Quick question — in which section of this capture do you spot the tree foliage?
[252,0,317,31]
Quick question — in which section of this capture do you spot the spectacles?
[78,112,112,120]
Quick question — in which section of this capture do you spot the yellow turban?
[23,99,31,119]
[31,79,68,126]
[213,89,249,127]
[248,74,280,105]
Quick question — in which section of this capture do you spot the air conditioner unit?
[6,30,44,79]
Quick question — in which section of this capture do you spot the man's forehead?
========
DIRECTIONS
Copy out word for word every line of the items, starting with the line that contains "the yellow turban?" and going on through the final line of the items.

RESPONSE TO THIS EXERCISE
Quick question — in which section of this capture do you spot the yellow turban?
[23,99,31,119]
[31,79,68,126]
[213,89,249,127]
[248,74,280,105]
Quick question — in which section of this capture do you spot the air conditioner unit?
[6,30,44,79]
Quick question — in which section of this capture do you spot the man's forehead?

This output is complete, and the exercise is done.